Building New Data Engines for Insurers

Related Expertise: データ、アナリティクス, イノベーション戦略策定・実行, トランスフォーメーション

Building New Data Engines for Insurers

By Rash GandhiHanno KettererJonathan Koopmans, and Venkat Siva

In today’s insurance industry, every link in the value chain—whether it be product development, marketing, underwriting, pricing, client servicing, or claims management—is becoming a data-driven play. That isn’t surprising. According to BCG studies, data-driven decision making creates an upside of from 6% to 9% of an insurer’s combined ratio (a key profitability measure calculated by dividing the sum of an insurer’s net claims, commissions, and expenses by its net earned premium income). Systematically using data yields several strategic benefits, too, helping insurers engage more closely with consumers and become more responsive to their needs. Indeed, insurers that don’t focus on data-driven decision making will soon be overtaken by rivals that do.

» **Your objective**: List each link in the insurance value chain that the passage on data engines for insurers names.

» **Material provided**:
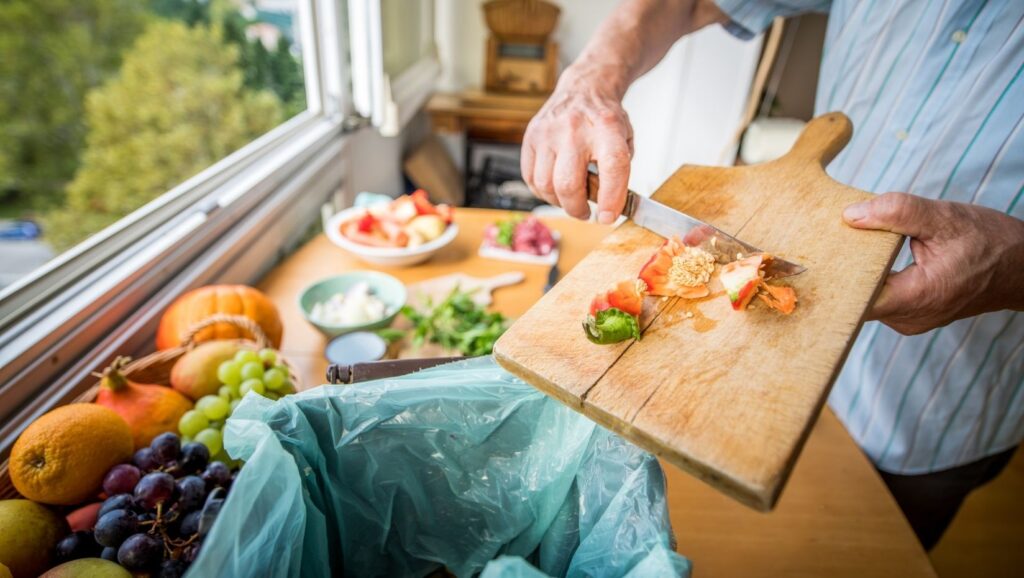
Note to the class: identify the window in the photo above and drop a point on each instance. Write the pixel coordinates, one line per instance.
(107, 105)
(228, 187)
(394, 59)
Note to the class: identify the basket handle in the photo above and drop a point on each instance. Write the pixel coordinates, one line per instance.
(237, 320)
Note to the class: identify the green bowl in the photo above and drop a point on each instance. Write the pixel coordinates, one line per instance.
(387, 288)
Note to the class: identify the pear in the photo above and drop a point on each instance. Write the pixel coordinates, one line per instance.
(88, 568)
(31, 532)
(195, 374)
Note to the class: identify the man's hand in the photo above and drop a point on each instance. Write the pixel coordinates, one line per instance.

» **Answer below**:
Product development
Marketing
Underwriting
Pricing
Client servicing
Claims management